DOCUMENT SEGMENT:
..............................
Violence. Not Part of the Job.
Workplace Wellness A nurse from British Columbia who has worked in elder care for 17 years never expected that her attempt to help a patient would turn violent.
I recall the story of a BC nurse who had worked in elder care for over a decade. Throughout this time she never expected that her attempt to help a patient would turn violent; however one day an elderly resident suddenly became agitated. While the nurse was providing care the resident bit her thumb so badly that it sent her to the emergency department and kept her off work for three months.
Emotionally and physically, she was really distraught. When she remembers what happened, to this day that nurse still feels shaky.
Such stories are not uncommon in nursing. There is a misperception that there are only certain areas where nurses are victims of violence, such as in street nursing or hospital emergency departments. In speaking with members across British Columbia about this issue, the reality is that nurses are exposed to violence on the job in all health-care settings.
Every single day, throughout BC and other parts of the country, nurses provide care — without prejudice — for those who are most in need of it, including victims of abuse and violence. However, statistics to WorkSafeBC’s 2015 annual report, the overall injury rate due to workplace violence has increased over 50 percent since 2006. In the past decade, 9,231 injury claims due to violence have been accepted from health care and social services workers — that’s nearly three injuries a day.
..............................
REQUIREMENT 1:
In the article on violence against nurses, turn the paragraph that begins "Such stories are not uncommon" into a short bulleted list that keeps its main points.
REQUIREMENT 2:
Carry on the article on violence against nurses from its last sentence.

INFORMATION SHOWN:
..............................
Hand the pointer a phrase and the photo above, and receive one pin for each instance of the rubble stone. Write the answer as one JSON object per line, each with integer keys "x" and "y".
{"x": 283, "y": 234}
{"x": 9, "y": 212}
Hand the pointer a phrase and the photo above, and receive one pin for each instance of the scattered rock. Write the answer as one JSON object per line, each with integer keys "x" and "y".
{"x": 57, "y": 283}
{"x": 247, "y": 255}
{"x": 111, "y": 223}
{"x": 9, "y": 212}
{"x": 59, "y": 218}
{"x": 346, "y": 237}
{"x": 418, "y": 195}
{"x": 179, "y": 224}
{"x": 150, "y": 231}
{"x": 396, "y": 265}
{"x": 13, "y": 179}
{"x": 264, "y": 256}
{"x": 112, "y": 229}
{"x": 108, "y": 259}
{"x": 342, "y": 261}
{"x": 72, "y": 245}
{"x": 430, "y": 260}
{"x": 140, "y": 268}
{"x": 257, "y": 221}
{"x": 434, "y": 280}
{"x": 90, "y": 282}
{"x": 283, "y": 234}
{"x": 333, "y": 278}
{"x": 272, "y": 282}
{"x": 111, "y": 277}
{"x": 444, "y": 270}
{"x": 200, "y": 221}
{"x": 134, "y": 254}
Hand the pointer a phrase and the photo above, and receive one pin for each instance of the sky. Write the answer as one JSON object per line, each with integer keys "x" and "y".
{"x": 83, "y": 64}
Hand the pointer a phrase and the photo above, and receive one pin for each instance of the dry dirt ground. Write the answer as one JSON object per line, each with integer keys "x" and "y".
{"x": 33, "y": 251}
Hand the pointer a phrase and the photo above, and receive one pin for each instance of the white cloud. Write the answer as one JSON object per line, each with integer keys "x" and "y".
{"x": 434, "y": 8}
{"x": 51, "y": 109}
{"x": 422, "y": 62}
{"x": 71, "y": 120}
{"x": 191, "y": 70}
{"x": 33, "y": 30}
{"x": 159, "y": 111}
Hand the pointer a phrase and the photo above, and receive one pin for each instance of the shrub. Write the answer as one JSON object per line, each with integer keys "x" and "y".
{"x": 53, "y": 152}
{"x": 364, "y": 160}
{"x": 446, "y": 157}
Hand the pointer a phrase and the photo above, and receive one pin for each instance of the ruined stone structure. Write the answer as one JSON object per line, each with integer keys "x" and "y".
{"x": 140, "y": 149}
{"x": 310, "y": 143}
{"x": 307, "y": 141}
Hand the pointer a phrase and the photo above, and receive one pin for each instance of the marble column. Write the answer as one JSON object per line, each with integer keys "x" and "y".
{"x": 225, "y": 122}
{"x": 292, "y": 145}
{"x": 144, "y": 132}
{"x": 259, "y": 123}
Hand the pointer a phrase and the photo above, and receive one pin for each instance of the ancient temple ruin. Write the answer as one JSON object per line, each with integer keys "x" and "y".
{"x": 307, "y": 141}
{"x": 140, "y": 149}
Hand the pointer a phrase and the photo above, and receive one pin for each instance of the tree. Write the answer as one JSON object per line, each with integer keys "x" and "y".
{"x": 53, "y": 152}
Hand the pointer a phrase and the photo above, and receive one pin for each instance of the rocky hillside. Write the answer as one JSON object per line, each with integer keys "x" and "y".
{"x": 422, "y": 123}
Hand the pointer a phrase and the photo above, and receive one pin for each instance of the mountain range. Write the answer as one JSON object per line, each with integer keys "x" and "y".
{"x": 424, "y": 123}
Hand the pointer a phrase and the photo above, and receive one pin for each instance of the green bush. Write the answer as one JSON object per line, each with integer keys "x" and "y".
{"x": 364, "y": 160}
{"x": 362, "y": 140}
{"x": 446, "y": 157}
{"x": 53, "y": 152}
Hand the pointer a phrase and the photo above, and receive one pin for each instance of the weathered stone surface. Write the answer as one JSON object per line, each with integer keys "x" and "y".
..............................
ANSWER SPACE 1:
- Stories like this one are common in nursing.
- Many people wrongly believe nurses face violence only in certain areas, such as street nursing or hospital emergency departments.
- Talks with members across British Columbia show that nurses face violence on the job in every health-care setting.

ANSWER SPACE 2:
In 2017, the BC Nurses’ Union (BCNU) launched an awareness campaign: Violence. Not Part of the Job. that called on health employers and government to improve working conditions for nurses. The solutions BCNU wanted to see from the campaign included trained security personnel stationed around the clock at worksites, enhanced workplace security and legislated changes to the criminal code for harsher sentences for those who perpetrate violence against nurses.
Recently, BCNU announced a joint initiative with the Interior Health Authority (IHA) that will see more security officers staff the emergency department at Kelowna General Hospital. The impetus for the yearlong pilot project was driven by BC nurses and other health-care workers who had reported feeling unsafe. BCNU regularly proposes such progressive solutions and I am optimistic that there will be more of them in the future.
When it comes to nurses, there is a chronic underreporting of violent incidents. We need to educate management, the public, nurses and other health care professionals that violence is not part of the job.
Nurses are the backbone of the Canadian health-care system. Across the country, there are more than 400,000 regulated nurses providing care to patients and their families in their greatest times of need. It is critical that violence is removed from the care setting to best allow nurses to provide quality safe patient care.